Reading passage ::
With the replication_mode: "from_sync_leader" option, only the current leader of cluster1 replicates its data (ns2) asynchronously to all the nodes of the second cluster (i.e. if one of the nodes from cluster1 is down, asynchronous replication will still work via the new leader)

Take a notice:

Known issues and constraints

Migration from Reindexer’s v3.x.x replication config

Current asynchronous replication implementation is incompatible with configs from v3.x.x, so you will have to migrate manually.

  1. Server IDs and cluster IDs don’t require any changes (they use the same object “replication” in the #config namespace)
  2. Current scheme works as “push-replication” and legacy scheme was “pull-replication”, so you have to move all information about namespaces and DSNs from legacy slaves to current leader (to “async_replication” in #config).
  3. Any additional configs (i.e. timeouts or appnames) now should also be configured on leader’s side.

Examples

Single-level setup

For example, we have the following replication scheme:

             leader(192.168.10.1)
             /                  \
   follower1(192.168.10.2)   follower2(192.168.10.3)

Short exercise 1 ::
According to the replication passage, what kind of replication did the legacy scheme use?
Short exercise 2 ::
Write out the replication passage from "Current asynchronous replication" to "on leader’s side.".
The records that follow have no connection to the text about replication.

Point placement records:
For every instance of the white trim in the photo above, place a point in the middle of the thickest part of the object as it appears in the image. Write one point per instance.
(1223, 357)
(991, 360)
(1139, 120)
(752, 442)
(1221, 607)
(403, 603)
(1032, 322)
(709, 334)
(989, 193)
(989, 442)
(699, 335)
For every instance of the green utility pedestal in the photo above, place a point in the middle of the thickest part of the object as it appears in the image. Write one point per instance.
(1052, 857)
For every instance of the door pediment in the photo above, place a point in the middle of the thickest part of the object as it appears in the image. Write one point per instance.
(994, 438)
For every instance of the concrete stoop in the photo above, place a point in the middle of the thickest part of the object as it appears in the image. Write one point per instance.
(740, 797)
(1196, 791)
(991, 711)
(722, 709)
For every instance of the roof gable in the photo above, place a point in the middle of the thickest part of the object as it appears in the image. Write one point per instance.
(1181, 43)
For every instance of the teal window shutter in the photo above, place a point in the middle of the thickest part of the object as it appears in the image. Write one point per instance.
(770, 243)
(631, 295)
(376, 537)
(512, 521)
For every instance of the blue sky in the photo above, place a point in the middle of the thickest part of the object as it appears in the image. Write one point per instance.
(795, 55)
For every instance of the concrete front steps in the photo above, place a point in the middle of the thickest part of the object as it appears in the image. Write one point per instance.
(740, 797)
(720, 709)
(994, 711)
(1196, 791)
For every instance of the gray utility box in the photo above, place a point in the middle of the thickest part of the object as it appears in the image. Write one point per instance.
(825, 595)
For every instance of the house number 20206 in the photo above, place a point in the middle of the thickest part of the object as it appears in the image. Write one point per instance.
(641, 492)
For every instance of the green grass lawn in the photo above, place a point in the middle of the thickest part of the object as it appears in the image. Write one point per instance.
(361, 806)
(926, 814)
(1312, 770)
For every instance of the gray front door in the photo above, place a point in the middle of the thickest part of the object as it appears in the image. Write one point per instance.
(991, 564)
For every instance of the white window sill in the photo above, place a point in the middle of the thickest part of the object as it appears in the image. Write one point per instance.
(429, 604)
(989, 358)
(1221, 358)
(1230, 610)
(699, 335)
* * *
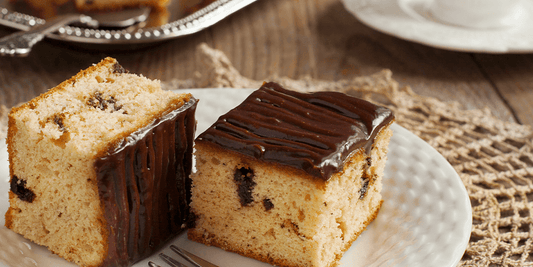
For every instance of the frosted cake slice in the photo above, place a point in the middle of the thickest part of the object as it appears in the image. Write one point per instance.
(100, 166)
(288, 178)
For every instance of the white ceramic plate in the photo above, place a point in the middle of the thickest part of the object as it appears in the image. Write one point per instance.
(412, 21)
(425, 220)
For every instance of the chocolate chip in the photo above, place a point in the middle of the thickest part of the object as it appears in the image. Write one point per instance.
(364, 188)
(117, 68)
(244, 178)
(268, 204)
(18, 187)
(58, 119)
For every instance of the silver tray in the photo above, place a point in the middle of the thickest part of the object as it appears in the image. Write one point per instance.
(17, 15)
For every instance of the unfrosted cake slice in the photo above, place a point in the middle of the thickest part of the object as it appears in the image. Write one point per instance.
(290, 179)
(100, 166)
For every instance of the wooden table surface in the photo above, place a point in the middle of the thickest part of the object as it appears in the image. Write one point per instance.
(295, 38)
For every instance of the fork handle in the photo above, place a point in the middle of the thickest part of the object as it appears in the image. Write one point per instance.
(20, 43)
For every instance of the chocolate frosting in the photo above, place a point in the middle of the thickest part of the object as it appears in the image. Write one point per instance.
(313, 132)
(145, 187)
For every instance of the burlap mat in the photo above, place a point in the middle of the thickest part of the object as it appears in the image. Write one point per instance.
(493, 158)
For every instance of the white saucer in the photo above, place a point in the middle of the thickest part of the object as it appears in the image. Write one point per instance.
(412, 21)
* * *
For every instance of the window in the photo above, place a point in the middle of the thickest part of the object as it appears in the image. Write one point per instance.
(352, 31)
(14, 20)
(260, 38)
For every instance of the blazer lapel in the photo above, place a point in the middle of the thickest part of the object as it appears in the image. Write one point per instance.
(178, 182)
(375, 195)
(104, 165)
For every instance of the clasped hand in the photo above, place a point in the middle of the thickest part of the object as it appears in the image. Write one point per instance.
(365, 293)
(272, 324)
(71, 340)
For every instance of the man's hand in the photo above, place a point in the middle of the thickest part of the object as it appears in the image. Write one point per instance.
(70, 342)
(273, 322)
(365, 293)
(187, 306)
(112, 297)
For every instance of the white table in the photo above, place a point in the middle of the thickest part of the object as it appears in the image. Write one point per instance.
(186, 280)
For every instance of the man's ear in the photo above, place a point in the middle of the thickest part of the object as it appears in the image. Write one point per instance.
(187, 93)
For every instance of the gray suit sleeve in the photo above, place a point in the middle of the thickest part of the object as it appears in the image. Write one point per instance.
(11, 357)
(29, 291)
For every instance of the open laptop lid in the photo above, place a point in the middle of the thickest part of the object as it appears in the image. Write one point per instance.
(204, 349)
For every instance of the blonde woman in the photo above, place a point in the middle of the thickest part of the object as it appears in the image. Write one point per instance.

Final answer 1 ::
Pull-replication.

Final answer 2 ::
Current asynchronous replication implementation is incompatible with configs from v3.x.x, so you will have to migrate manually.

  1. Server IDs and cluster IDs don’t require any changes (they use the same object “replication” in the #config namespace)
  2. Current scheme works as “push-replication” and legacy scheme was “pull-replication”, so you have to move all information about namespaces and DSNs from legacy slaves to current leader (to “async_replication” in #config).
  3. Any additional configs (i.e. timeouts or appnames) now should also be configured on leader’s side.